(Excerpts from a dataset)
+---+
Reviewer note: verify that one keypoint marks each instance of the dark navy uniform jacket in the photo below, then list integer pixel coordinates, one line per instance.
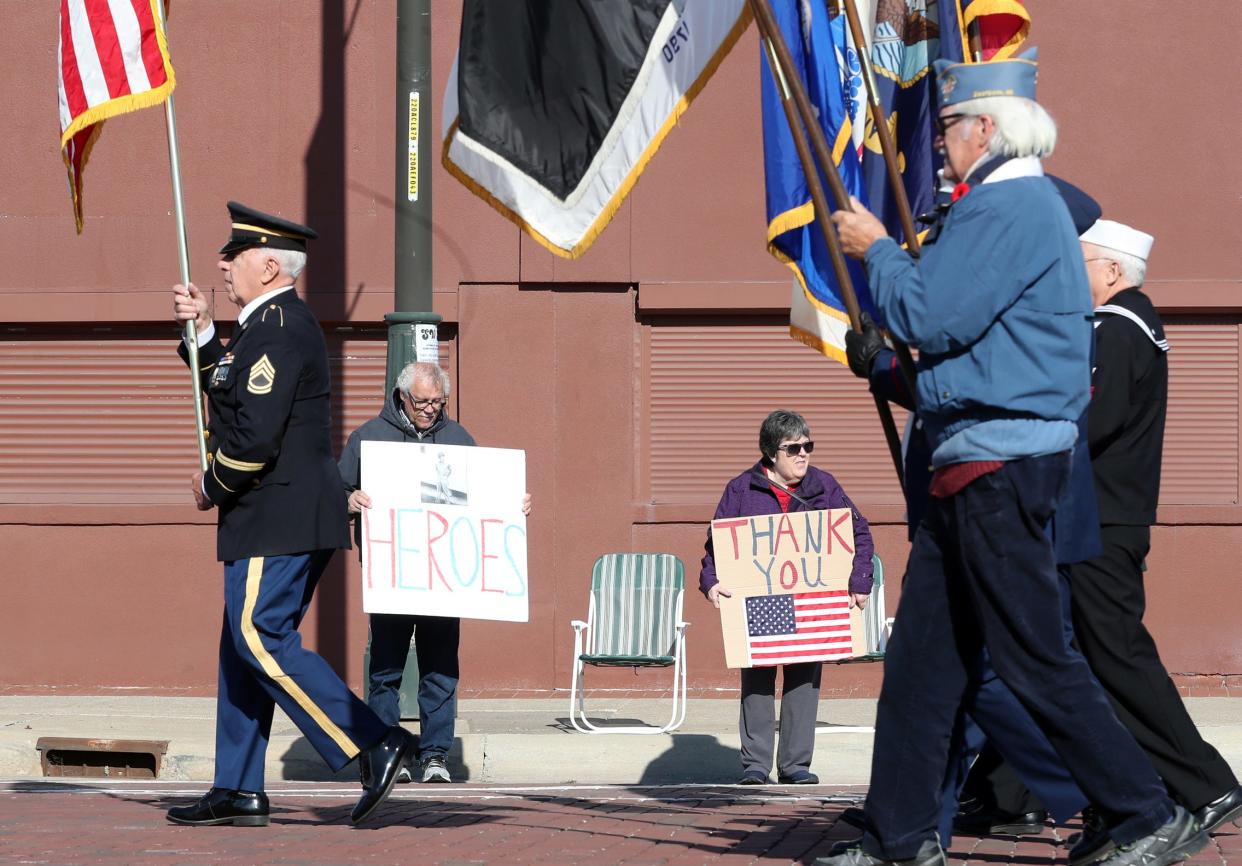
(272, 474)
(1129, 399)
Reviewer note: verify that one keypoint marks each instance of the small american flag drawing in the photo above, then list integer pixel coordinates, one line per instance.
(800, 626)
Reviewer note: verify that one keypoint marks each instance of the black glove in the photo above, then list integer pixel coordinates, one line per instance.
(862, 348)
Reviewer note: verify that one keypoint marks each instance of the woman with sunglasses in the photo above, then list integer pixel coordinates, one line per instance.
(784, 481)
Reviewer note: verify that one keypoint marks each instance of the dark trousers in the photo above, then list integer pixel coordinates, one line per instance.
(799, 702)
(1108, 606)
(435, 642)
(981, 573)
(263, 664)
(995, 723)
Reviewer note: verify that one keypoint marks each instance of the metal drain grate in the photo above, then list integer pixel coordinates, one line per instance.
(101, 758)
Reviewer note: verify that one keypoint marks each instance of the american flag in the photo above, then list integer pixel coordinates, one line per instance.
(800, 626)
(112, 59)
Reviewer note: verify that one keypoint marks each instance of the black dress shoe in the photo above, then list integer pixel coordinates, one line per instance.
(995, 823)
(220, 805)
(855, 816)
(1175, 841)
(1093, 843)
(1225, 808)
(379, 767)
(850, 854)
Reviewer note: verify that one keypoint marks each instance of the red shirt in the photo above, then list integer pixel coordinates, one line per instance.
(783, 497)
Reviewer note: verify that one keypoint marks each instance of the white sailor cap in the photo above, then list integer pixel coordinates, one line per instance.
(1120, 237)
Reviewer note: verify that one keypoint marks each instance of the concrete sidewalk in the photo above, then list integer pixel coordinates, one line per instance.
(498, 741)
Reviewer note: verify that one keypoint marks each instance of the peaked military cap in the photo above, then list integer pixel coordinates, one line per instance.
(959, 82)
(253, 227)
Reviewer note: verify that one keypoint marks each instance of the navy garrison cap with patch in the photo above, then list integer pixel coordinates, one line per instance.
(1083, 209)
(959, 82)
(253, 227)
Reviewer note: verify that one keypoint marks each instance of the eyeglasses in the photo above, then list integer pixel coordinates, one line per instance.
(795, 449)
(439, 403)
(944, 123)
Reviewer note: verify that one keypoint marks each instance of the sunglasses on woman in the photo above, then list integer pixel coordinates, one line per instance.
(795, 449)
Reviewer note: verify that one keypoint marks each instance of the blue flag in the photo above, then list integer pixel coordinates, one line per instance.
(909, 36)
(830, 71)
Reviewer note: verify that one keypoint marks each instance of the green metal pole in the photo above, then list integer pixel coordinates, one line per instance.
(412, 332)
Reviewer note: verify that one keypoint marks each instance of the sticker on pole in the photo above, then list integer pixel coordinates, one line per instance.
(412, 175)
(426, 343)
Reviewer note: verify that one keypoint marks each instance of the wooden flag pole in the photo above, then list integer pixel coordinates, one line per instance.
(191, 332)
(785, 78)
(763, 11)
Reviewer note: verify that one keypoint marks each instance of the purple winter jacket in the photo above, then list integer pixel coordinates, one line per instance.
(750, 493)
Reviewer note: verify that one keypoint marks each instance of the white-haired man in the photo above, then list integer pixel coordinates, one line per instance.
(999, 308)
(414, 413)
(282, 517)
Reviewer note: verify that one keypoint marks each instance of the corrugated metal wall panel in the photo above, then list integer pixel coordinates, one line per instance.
(711, 387)
(107, 419)
(1201, 434)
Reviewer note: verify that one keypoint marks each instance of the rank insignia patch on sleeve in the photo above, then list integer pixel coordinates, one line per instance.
(262, 377)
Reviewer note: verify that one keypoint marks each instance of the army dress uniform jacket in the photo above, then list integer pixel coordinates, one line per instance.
(272, 474)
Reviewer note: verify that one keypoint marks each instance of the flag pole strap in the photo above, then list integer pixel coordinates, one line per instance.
(786, 80)
(191, 332)
(888, 148)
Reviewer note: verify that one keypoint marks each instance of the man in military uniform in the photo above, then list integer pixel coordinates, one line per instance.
(997, 307)
(281, 517)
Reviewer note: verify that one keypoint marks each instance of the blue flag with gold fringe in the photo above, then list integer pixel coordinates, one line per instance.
(909, 36)
(829, 67)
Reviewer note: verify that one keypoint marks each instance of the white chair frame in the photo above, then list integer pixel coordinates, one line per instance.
(578, 692)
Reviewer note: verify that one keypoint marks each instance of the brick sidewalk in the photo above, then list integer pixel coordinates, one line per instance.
(123, 823)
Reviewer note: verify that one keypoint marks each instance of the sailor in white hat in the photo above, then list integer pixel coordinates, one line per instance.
(1125, 434)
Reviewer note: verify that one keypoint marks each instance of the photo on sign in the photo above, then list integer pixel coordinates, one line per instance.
(445, 482)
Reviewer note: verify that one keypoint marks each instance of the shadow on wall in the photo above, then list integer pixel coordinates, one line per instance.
(324, 172)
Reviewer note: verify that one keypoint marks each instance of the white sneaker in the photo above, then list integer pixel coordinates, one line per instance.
(435, 769)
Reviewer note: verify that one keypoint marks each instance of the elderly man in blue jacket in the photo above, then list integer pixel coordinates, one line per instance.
(999, 308)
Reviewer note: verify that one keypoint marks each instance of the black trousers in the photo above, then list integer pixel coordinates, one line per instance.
(1108, 605)
(981, 573)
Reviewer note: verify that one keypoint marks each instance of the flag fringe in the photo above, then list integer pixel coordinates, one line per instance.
(619, 196)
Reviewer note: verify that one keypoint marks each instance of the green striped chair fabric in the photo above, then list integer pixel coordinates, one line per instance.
(636, 600)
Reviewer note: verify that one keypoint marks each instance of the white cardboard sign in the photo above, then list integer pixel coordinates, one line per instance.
(445, 534)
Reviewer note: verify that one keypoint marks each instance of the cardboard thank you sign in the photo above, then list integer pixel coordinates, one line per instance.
(445, 534)
(790, 580)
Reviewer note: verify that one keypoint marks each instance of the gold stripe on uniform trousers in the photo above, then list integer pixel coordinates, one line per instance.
(253, 577)
(217, 477)
(240, 465)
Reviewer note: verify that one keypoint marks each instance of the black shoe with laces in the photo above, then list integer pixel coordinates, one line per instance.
(1093, 843)
(978, 820)
(1176, 840)
(1225, 808)
(851, 854)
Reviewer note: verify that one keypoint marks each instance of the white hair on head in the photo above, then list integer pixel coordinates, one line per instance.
(291, 261)
(1024, 128)
(425, 372)
(1134, 270)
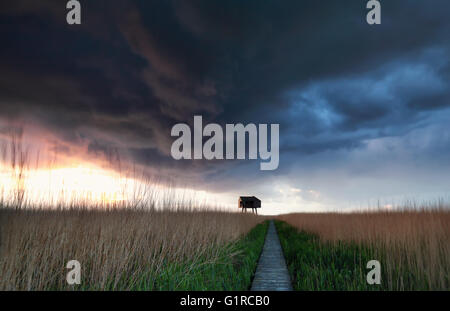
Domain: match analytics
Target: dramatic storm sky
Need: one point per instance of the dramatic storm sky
(364, 111)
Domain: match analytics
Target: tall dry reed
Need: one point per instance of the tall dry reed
(117, 248)
(413, 246)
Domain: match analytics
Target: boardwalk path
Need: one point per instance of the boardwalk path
(271, 272)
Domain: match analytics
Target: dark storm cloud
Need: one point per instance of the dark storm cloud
(134, 68)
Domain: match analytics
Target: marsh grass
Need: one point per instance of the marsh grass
(412, 245)
(127, 249)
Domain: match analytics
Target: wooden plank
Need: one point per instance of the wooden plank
(272, 273)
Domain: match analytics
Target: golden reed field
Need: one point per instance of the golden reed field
(118, 248)
(403, 240)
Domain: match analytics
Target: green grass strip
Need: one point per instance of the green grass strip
(317, 265)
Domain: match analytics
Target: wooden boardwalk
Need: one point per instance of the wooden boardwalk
(271, 272)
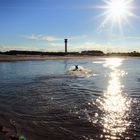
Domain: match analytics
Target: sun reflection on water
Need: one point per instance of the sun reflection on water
(115, 104)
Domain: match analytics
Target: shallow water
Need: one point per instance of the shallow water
(47, 103)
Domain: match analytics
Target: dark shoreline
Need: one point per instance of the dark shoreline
(4, 58)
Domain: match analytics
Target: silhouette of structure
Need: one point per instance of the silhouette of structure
(66, 41)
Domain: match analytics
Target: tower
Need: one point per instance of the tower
(66, 41)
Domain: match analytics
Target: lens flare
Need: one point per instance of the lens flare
(117, 12)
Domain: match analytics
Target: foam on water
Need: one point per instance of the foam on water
(81, 72)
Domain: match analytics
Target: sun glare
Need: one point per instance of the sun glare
(117, 11)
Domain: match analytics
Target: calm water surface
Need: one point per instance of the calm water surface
(46, 103)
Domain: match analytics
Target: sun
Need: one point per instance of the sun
(117, 11)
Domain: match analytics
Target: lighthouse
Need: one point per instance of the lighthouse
(66, 41)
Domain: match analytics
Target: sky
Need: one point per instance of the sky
(42, 25)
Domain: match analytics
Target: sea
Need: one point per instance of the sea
(41, 100)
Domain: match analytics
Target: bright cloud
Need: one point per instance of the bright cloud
(41, 37)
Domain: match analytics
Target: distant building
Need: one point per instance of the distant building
(66, 41)
(92, 52)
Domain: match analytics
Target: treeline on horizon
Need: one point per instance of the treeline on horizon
(87, 52)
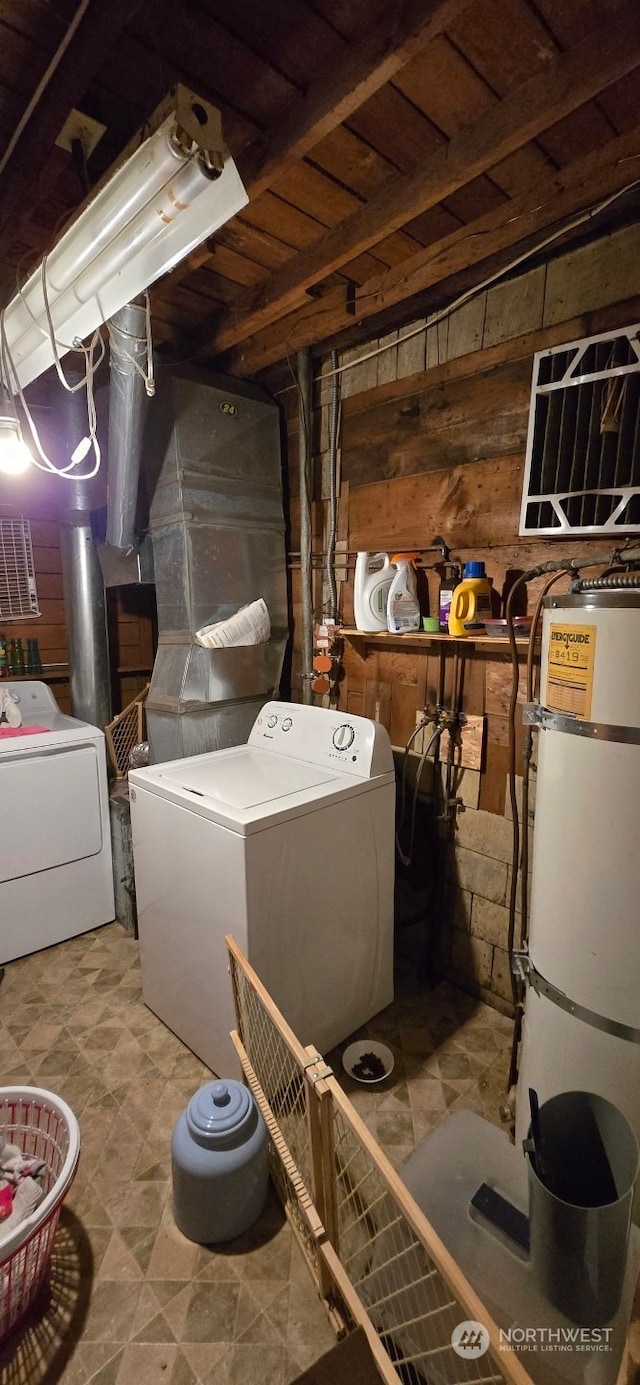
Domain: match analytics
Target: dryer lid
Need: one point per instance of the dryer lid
(244, 779)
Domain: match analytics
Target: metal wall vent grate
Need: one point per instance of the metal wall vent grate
(582, 470)
(18, 596)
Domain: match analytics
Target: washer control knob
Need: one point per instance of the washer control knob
(344, 737)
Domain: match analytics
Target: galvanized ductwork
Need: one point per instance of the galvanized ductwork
(214, 474)
(82, 581)
(128, 406)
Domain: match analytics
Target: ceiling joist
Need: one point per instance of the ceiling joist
(510, 227)
(383, 50)
(570, 81)
(96, 32)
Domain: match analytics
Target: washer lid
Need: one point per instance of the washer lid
(244, 779)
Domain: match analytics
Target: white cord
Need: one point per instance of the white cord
(147, 374)
(86, 381)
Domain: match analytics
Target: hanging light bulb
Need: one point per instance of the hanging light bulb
(14, 453)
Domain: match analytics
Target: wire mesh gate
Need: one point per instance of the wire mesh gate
(374, 1256)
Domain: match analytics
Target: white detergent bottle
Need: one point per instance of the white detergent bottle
(402, 603)
(370, 590)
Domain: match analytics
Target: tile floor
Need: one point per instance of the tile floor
(132, 1302)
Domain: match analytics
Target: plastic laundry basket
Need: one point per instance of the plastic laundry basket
(45, 1128)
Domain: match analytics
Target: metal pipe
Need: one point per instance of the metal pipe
(128, 399)
(86, 623)
(305, 450)
(82, 579)
(333, 488)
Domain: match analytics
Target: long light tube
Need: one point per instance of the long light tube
(150, 215)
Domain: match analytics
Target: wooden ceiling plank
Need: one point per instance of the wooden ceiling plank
(288, 35)
(352, 162)
(502, 61)
(395, 129)
(576, 133)
(254, 244)
(96, 33)
(567, 83)
(340, 90)
(552, 201)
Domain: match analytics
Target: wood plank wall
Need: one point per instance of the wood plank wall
(432, 442)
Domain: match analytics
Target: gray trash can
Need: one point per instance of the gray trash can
(581, 1194)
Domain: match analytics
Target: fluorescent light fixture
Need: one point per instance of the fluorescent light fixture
(14, 453)
(171, 194)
+---+
* Task brief
In the entries above, find the line holding "Need: one point per instance of the washer lid" and the line holding "Target: fluorescent light fixture"; print both of them and every line between, exactly, and nothing else.

* Final answer
Need: one point per instance of the washer lid
(244, 779)
Domain: match analytics
Target: white cord
Need: one point per instance of the white cord
(147, 374)
(86, 381)
Domain: match analytics
Target: hanging light bulb
Need: one point per instance of the hanging light bulb
(14, 453)
Domain: match analytics
Target: wire mesh gate
Need: one point per instance of the wire mesh gate
(374, 1256)
Domain: match analytics
Target: white detergent bottle
Need: one point per instance of the white detergent bottle
(402, 603)
(370, 590)
Domain: match analytics
Target: tile floor
Need: one point per instance of the tile floor
(132, 1302)
Domain: match analytics
Target: plastic laundry basket
Need: one point per instance of the plastic laundry basket
(45, 1128)
Domain: match analytics
Target: metal pipe
Need: one point per instance of the metal pipe
(128, 399)
(86, 623)
(305, 450)
(82, 579)
(333, 488)
Domain: match analytics
Target: long light tube
Need: one point per instance of the long light tube
(150, 215)
Domain: match analytics
Target: wooden ceiling plank
Need: one point per instance of the wooden ceiling plank
(288, 35)
(352, 162)
(502, 61)
(395, 129)
(576, 133)
(254, 244)
(96, 33)
(567, 83)
(340, 90)
(552, 201)
Domain: match analytics
Target: wood plank wall
Need: one point per instance of the wood plank wall
(432, 442)
Domain: match analytics
Target: gray trash can
Need: one point per instance of the gray trash can
(581, 1194)
Domain: match analytics
Target: fluorescent light fixture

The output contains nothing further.